* **Document section**
····················

There is a move towards the minimal in menu design, feels Pritha Thadani, co-founder and creative director of Please See, a Mumbai-based creative agency that has worked with several clients in the F&B space, including Hunger Inc.
“The biggest shift hasn’t been aesthetic, it’s behavioural. People still want to feel immersed, they still want storytelling, but attention spans are shorter and diners are less patient with overt exposition. We’ve lost the long opening essays and over-designed formats,” says Thadani, talking about “adding value through nuance”—naming a section something more evocative than “Mains”, using a chef’s actual handwriting, and weaving in imperfection and rawness.
“Menus are getting a lot more precise and concise, which also shows the confidence of chefs. They don’t feel the need to over-explain themselves or please everybody. They don’t have to have something for everyone, which was the attitude earlier. Hence the confidence, which translates into design as well,” says Akhila Srinivas, founder of The Courtyard in Bengaluru, which hosts restaurants like The Middle Room, Wine in Progress and The Conservatory. The design language common to all the spaces here is contemporary, minimal and clean, worked on by Design Brew with inputs from Srinivas, who is an architect.

····················

* **Exercises to complete**
A - Using the menu design text, explain in one to three sentences why long opening essays and over-designed formats have dropped out of menus.
B - Answer these questions from the menu design text:
(i) In which city is the creative agency Please See based?
(ii) Who worked on the design of the spaces at The Courtyard?
(iii) What is Akhila Srinivas's profession?
The rows after this text are not needed.

* **Entries shown**
····················

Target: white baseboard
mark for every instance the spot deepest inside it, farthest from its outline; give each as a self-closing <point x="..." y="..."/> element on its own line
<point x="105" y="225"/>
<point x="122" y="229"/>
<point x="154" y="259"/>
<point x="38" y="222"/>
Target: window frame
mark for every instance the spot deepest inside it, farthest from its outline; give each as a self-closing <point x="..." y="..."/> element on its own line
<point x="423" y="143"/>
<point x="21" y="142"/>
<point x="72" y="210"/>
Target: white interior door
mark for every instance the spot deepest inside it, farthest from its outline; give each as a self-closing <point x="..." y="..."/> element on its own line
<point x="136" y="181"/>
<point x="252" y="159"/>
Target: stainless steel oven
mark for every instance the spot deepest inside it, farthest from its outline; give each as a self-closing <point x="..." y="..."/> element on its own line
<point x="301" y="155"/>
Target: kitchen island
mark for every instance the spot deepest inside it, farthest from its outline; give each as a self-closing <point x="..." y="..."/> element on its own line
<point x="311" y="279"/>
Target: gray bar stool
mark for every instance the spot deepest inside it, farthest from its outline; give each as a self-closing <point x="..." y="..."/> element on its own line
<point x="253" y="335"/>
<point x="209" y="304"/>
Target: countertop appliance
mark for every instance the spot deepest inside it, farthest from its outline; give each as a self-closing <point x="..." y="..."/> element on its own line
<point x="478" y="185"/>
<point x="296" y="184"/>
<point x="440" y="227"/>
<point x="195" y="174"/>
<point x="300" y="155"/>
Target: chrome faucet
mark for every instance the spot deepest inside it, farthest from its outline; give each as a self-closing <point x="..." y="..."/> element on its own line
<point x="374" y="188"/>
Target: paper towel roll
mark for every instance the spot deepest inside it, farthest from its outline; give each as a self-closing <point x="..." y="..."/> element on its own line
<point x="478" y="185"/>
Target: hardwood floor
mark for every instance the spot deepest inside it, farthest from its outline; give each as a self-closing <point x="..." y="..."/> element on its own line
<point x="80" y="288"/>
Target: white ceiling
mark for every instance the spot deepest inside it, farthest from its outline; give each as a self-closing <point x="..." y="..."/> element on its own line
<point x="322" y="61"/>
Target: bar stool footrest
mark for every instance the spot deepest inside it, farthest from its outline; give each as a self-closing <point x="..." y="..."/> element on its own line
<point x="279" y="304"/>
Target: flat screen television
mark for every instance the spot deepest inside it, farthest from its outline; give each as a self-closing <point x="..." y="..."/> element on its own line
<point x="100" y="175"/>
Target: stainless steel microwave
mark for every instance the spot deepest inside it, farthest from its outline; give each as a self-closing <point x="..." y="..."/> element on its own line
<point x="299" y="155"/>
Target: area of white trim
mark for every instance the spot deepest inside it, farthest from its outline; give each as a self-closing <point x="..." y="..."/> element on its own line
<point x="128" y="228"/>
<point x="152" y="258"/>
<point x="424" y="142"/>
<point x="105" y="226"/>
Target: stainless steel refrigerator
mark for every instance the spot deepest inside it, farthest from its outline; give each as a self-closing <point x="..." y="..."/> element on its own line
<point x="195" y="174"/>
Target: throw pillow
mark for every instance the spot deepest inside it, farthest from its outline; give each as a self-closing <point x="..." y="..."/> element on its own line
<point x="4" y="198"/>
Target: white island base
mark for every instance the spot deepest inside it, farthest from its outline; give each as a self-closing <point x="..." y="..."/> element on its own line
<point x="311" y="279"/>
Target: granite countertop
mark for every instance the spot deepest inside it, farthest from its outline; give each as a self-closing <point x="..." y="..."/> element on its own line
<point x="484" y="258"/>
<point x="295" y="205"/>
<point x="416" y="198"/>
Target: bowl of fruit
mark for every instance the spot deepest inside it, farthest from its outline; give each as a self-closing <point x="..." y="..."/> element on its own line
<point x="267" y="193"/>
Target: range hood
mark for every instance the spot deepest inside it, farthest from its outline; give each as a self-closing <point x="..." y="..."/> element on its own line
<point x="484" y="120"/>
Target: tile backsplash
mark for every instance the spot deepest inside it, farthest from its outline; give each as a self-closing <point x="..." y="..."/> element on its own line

····················

* **Task-by-task answers**
A - Thadani says the biggest shift has been behavioral rather than aesthetic. Diners still want immersion and storytelling, but their attention spans are shorter and they are less patient with overt exposition.

B -
(i) Mumbai
(ii) Design Brew, with inputs from Akhila Srinivas
(iii) She is an architect.